Rewrite the listing below, replacing every occurrence of "photograph" with "image" and leaving everything else unchanged. Leave the pictures out of your answer.

# The data start

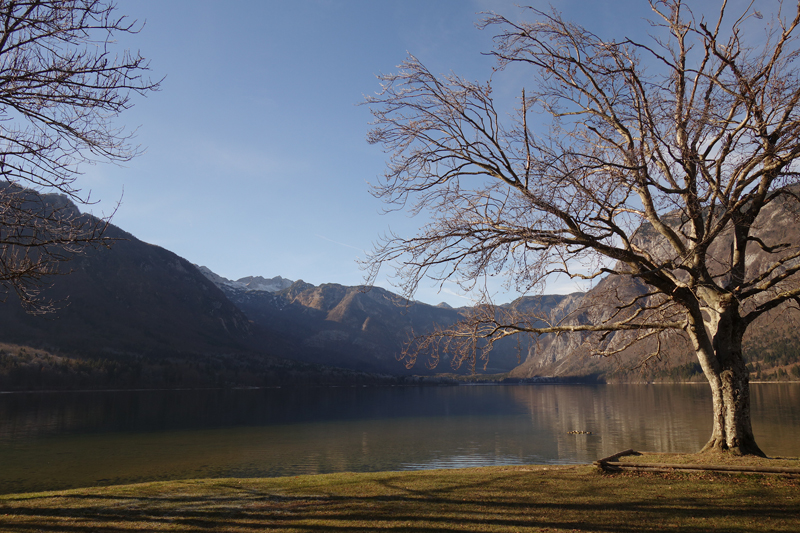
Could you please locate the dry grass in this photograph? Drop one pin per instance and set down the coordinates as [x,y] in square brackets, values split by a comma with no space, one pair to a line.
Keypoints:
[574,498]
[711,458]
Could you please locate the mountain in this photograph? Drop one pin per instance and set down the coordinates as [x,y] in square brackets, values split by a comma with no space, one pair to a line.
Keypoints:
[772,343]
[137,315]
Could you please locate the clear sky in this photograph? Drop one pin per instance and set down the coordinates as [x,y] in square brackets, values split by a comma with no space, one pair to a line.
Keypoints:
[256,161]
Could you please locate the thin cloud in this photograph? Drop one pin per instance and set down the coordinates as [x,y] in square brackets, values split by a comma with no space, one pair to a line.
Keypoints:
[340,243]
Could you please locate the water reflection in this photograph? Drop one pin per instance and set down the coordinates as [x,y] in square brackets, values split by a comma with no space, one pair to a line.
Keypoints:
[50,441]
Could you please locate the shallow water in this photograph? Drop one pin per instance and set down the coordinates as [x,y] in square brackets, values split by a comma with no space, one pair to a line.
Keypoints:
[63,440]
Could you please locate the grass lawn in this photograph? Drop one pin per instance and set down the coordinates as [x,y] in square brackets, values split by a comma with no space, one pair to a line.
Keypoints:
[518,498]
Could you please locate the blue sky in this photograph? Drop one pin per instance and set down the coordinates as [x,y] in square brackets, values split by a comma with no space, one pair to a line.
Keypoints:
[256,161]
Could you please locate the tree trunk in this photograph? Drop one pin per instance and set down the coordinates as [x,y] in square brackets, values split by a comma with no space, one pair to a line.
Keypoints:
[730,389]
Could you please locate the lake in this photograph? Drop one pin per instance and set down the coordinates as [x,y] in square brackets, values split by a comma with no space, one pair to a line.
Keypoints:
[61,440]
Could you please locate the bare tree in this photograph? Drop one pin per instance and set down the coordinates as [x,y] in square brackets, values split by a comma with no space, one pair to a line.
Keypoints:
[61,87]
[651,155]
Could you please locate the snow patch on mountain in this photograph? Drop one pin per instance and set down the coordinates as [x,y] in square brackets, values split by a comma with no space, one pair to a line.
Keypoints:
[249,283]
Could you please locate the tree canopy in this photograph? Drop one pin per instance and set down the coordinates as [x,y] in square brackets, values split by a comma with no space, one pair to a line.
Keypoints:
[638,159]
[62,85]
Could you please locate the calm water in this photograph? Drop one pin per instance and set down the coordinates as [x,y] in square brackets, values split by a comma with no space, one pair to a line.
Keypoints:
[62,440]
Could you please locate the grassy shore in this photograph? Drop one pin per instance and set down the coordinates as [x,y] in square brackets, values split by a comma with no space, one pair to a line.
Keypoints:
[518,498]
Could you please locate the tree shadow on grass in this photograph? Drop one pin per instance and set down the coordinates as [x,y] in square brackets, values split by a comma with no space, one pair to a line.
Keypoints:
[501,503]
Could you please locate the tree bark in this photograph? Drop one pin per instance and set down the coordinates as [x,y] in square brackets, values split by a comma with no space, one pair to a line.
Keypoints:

# The data end

◆ **Exercise output**
Could you please locate the dry grass in this image? Drop one pin per instance and set down the coordinates as [x,y] in square brackets, values split by a comma with no space, one pair to a line.
Keypoints:
[574,498]
[711,458]
Could you please locate the mountain in this image? Drop one pin per instance and set down the coordinates as [x,y] in square brackets, values split by a comma with no space, one pair to a line.
Keypoints:
[772,343]
[137,315]
Could you please locate the clear sky in this image? Drop one pin per instance and set down the coordinates as [x,y] in square brackets, values split by a comma with no space, one pair to a line.
Keypoints:
[256,161]
Could you please locate the thin cloud in this image? Drop one pin per instance and set down the coordinates as [x,y] in square brackets, values split by a comma with no space, one pair to a line.
Keypoints:
[340,243]
Could you please locate the water reflection in this image? Drop one pin per instance and set down the coordinates as [x,y] in square brackets, values split by a comma with no space, one pair to a line.
Keypoints:
[50,441]
Could you please locate the shallow water in this image? Drop one pin per instance and set down the coordinates as [x,y] in square brackets, values split by a comma with no space, one pair to a line.
Keypoints:
[63,440]
Could you please locate the grass lawn in this image? Drop one pin per instance and set down the coordinates as [x,y] in square brackets, values split by a comma with no space, one pair to a line.
Keypoints:
[518,498]
Could you please locate the blue sky in this image? Drop one pin per instance and set down the coordinates as [x,y] in square brackets, values split by a comma with no space, one pair to a line.
Keypoints:
[256,161]
Could you please locate the tree trunk in this image? Drop one pin per instance and set down the coordinates as [x,y] in square brackets, values split by a comma with no space, one pair to a line.
Keypoints:
[730,389]
Could you please locate the lake in this image? Drop one pin per instance and set down the coordinates as [x,y] in square brackets, values split by a comma with no space, one pair to a line.
Keypoints:
[61,440]
Could you please locate the bare tree in this image? Drop one pin per instance and set down the coordinates as [x,y] in square brackets, values split by a comma with no space, one pair to a line.
Keypoints:
[61,87]
[651,155]
Could you please locate the snow patch on mountain in this image? Drop one pin per instance and set down the coordinates as [x,y] in square brackets, values split by a comma with no space, one pair to a line.
Keypoints:
[249,283]
Could you please locate the tree canopy in this image? Drop one pin per instance and set down the coordinates as [x,y] in square brackets, values split by a comma with no space, one pair to a line.
Keypoints:
[638,159]
[62,85]
Could you please locate the calm water in this image? Drop one pin per instance and set down the coordinates as [x,y] in square brackets, values split by a comma with no space, one pair to a line.
Keypoints:
[62,440]
Could you please locate the grassy shore in this image? Drop one pin per instance and set down the coordinates as [x,y] in square brackets, values split by a comma with no space, one pair to a line.
Keypoints:
[518,498]
Could you please locate the tree shadow on grass in this image? Drop one pin per instance and set down the coordinates as [x,y] in square brackets, values split by a comma with no space, one pair to a line.
Keypoints:
[501,503]
Could you please locate the tree bark in this image? Drop one pin per instance and set down the coordinates as [x,y] in square brackets, values split by a comma with no space, one pair to a line.
Keypoints:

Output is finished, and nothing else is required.